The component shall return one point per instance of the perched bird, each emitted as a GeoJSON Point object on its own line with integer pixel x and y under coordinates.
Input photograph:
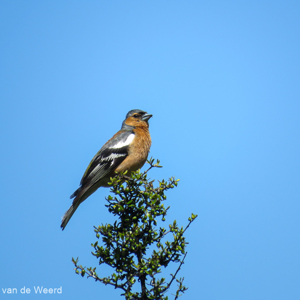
{"type": "Point", "coordinates": [126, 150]}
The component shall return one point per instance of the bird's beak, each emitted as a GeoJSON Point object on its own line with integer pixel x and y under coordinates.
{"type": "Point", "coordinates": [146, 117]}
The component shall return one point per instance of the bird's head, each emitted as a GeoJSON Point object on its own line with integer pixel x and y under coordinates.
{"type": "Point", "coordinates": [136, 118]}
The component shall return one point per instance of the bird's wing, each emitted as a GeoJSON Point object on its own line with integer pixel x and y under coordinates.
{"type": "Point", "coordinates": [108, 158]}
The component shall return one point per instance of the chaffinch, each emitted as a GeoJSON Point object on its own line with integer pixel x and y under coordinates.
{"type": "Point", "coordinates": [126, 150]}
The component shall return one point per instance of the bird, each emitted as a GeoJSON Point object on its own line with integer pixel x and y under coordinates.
{"type": "Point", "coordinates": [127, 150]}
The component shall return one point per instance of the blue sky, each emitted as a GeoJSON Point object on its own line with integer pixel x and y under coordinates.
{"type": "Point", "coordinates": [221, 79]}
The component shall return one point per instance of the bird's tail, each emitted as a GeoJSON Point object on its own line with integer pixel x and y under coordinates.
{"type": "Point", "coordinates": [80, 195]}
{"type": "Point", "coordinates": [69, 213]}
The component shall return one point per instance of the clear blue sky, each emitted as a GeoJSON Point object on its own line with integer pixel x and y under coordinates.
{"type": "Point", "coordinates": [221, 79]}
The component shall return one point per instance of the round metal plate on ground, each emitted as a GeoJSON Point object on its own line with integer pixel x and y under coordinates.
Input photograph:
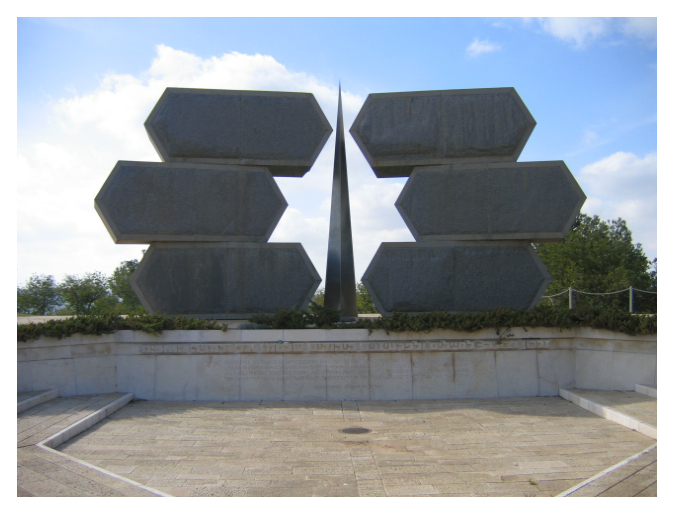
{"type": "Point", "coordinates": [355, 430]}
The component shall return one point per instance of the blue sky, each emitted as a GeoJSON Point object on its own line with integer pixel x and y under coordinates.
{"type": "Point", "coordinates": [85, 86]}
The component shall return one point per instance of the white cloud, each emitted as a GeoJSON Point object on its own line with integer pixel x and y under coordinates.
{"type": "Point", "coordinates": [58, 230]}
{"type": "Point", "coordinates": [623, 185]}
{"type": "Point", "coordinates": [642, 28]}
{"type": "Point", "coordinates": [581, 32]}
{"type": "Point", "coordinates": [478, 47]}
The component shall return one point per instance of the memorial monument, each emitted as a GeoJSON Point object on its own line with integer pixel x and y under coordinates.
{"type": "Point", "coordinates": [209, 208]}
{"type": "Point", "coordinates": [473, 211]}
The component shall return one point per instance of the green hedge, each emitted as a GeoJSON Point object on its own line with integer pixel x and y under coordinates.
{"type": "Point", "coordinates": [106, 324]}
{"type": "Point", "coordinates": [501, 320]}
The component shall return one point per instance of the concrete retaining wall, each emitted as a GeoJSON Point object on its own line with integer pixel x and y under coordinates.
{"type": "Point", "coordinates": [349, 364]}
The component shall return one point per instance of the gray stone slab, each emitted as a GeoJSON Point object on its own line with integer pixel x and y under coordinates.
{"type": "Point", "coordinates": [398, 131]}
{"type": "Point", "coordinates": [281, 130]}
{"type": "Point", "coordinates": [455, 276]}
{"type": "Point", "coordinates": [144, 202]}
{"type": "Point", "coordinates": [224, 280]}
{"type": "Point", "coordinates": [536, 201]}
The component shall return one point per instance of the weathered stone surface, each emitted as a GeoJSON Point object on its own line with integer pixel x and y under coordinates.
{"type": "Point", "coordinates": [281, 130]}
{"type": "Point", "coordinates": [224, 280]}
{"type": "Point", "coordinates": [398, 131]}
{"type": "Point", "coordinates": [455, 276]}
{"type": "Point", "coordinates": [145, 202]}
{"type": "Point", "coordinates": [536, 201]}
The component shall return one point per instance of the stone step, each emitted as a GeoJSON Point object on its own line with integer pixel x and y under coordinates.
{"type": "Point", "coordinates": [633, 477]}
{"type": "Point", "coordinates": [646, 389]}
{"type": "Point", "coordinates": [44, 420]}
{"type": "Point", "coordinates": [630, 409]}
{"type": "Point", "coordinates": [27, 400]}
{"type": "Point", "coordinates": [44, 472]}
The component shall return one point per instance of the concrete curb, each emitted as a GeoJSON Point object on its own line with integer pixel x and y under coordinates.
{"type": "Point", "coordinates": [610, 414]}
{"type": "Point", "coordinates": [80, 426]}
{"type": "Point", "coordinates": [604, 472]}
{"type": "Point", "coordinates": [646, 389]}
{"type": "Point", "coordinates": [35, 400]}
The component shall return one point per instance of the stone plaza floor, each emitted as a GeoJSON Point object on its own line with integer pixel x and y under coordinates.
{"type": "Point", "coordinates": [534, 446]}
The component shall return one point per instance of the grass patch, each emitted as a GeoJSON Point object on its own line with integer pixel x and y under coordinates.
{"type": "Point", "coordinates": [317, 316]}
{"type": "Point", "coordinates": [106, 324]}
{"type": "Point", "coordinates": [500, 319]}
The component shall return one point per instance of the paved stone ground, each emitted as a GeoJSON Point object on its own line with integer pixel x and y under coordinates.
{"type": "Point", "coordinates": [636, 478]}
{"type": "Point", "coordinates": [43, 473]}
{"type": "Point", "coordinates": [633, 404]}
{"type": "Point", "coordinates": [536, 446]}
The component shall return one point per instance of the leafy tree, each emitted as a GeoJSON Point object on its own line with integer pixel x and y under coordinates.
{"type": "Point", "coordinates": [364, 303]}
{"type": "Point", "coordinates": [39, 296]}
{"type": "Point", "coordinates": [599, 257]}
{"type": "Point", "coordinates": [81, 294]}
{"type": "Point", "coordinates": [128, 302]}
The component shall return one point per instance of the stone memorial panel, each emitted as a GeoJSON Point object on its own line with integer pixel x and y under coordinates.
{"type": "Point", "coordinates": [304, 377]}
{"type": "Point", "coordinates": [398, 131]}
{"type": "Point", "coordinates": [145, 202]}
{"type": "Point", "coordinates": [224, 280]}
{"type": "Point", "coordinates": [262, 377]}
{"type": "Point", "coordinates": [455, 276]}
{"type": "Point", "coordinates": [283, 131]}
{"type": "Point", "coordinates": [534, 201]}
{"type": "Point", "coordinates": [347, 377]}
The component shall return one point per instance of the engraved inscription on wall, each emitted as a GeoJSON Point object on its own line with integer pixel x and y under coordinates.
{"type": "Point", "coordinates": [347, 347]}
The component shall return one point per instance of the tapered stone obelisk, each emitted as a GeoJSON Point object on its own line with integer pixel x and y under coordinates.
{"type": "Point", "coordinates": [340, 293]}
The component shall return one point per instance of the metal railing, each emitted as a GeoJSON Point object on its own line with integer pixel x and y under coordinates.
{"type": "Point", "coordinates": [571, 291]}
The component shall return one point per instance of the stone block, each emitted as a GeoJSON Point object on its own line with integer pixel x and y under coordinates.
{"type": "Point", "coordinates": [176, 378]}
{"type": "Point", "coordinates": [455, 276]}
{"type": "Point", "coordinates": [136, 374]}
{"type": "Point", "coordinates": [262, 377]}
{"type": "Point", "coordinates": [224, 280]}
{"type": "Point", "coordinates": [556, 370]}
{"type": "Point", "coordinates": [631, 368]}
{"type": "Point", "coordinates": [594, 369]}
{"type": "Point", "coordinates": [146, 202]}
{"type": "Point", "coordinates": [536, 201]}
{"type": "Point", "coordinates": [219, 377]}
{"type": "Point", "coordinates": [390, 376]}
{"type": "Point", "coordinates": [95, 375]}
{"type": "Point", "coordinates": [54, 374]}
{"type": "Point", "coordinates": [398, 131]}
{"type": "Point", "coordinates": [475, 375]}
{"type": "Point", "coordinates": [280, 130]}
{"type": "Point", "coordinates": [432, 375]}
{"type": "Point", "coordinates": [517, 373]}
{"type": "Point", "coordinates": [347, 377]}
{"type": "Point", "coordinates": [304, 378]}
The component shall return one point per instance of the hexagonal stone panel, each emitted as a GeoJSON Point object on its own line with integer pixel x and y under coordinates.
{"type": "Point", "coordinates": [145, 202]}
{"type": "Point", "coordinates": [224, 280]}
{"type": "Point", "coordinates": [280, 130]}
{"type": "Point", "coordinates": [536, 201]}
{"type": "Point", "coordinates": [453, 276]}
{"type": "Point", "coordinates": [398, 131]}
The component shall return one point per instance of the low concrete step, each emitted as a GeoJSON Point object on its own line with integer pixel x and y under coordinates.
{"type": "Point", "coordinates": [634, 477]}
{"type": "Point", "coordinates": [45, 472]}
{"type": "Point", "coordinates": [630, 409]}
{"type": "Point", "coordinates": [27, 400]}
{"type": "Point", "coordinates": [646, 389]}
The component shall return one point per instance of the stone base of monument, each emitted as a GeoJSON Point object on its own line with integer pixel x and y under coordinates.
{"type": "Point", "coordinates": [333, 365]}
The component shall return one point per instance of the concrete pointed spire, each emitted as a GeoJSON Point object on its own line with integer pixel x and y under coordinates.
{"type": "Point", "coordinates": [340, 293]}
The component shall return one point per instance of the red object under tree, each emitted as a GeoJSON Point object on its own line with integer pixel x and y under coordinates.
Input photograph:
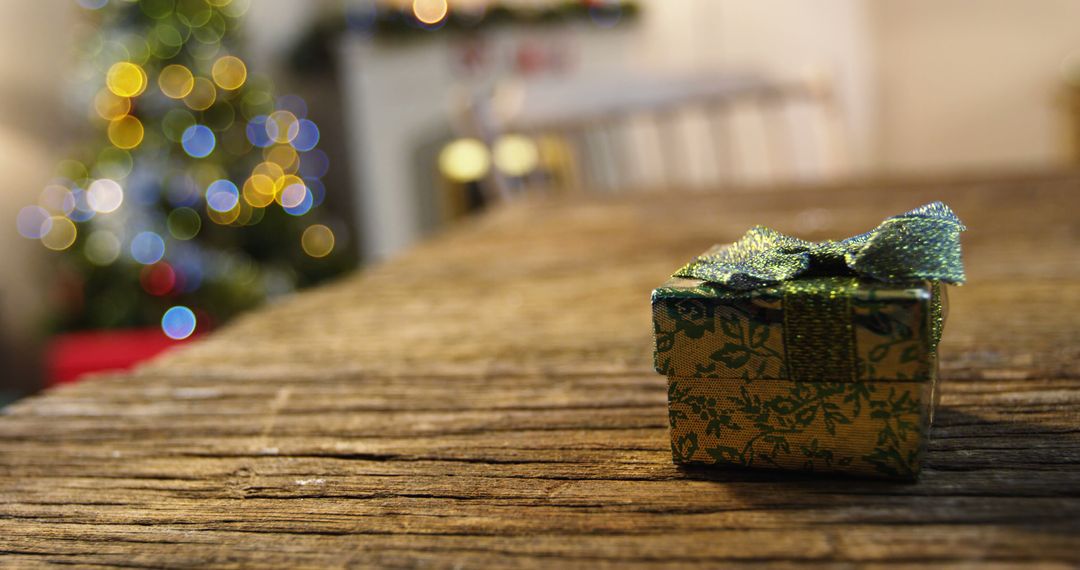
{"type": "Point", "coordinates": [71, 355]}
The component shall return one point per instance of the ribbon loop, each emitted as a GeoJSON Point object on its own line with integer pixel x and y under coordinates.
{"type": "Point", "coordinates": [920, 244]}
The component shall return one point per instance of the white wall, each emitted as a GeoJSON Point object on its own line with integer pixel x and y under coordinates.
{"type": "Point", "coordinates": [788, 38]}
{"type": "Point", "coordinates": [968, 84]}
{"type": "Point", "coordinates": [34, 54]}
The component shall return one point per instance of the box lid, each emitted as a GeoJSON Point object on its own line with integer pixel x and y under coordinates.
{"type": "Point", "coordinates": [865, 329]}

══════════

_Your instructions_:
With the line containing "The component shall return one point per instance of the box" as the first and the last line of the records as the final one, print exactly the lines in that span.

_Answer for the task_:
The component shall return one point per instance of the box lid, each emitted as a GeoJSON Point object on its own line with integer pixel x and y under coordinates.
{"type": "Point", "coordinates": [865, 329]}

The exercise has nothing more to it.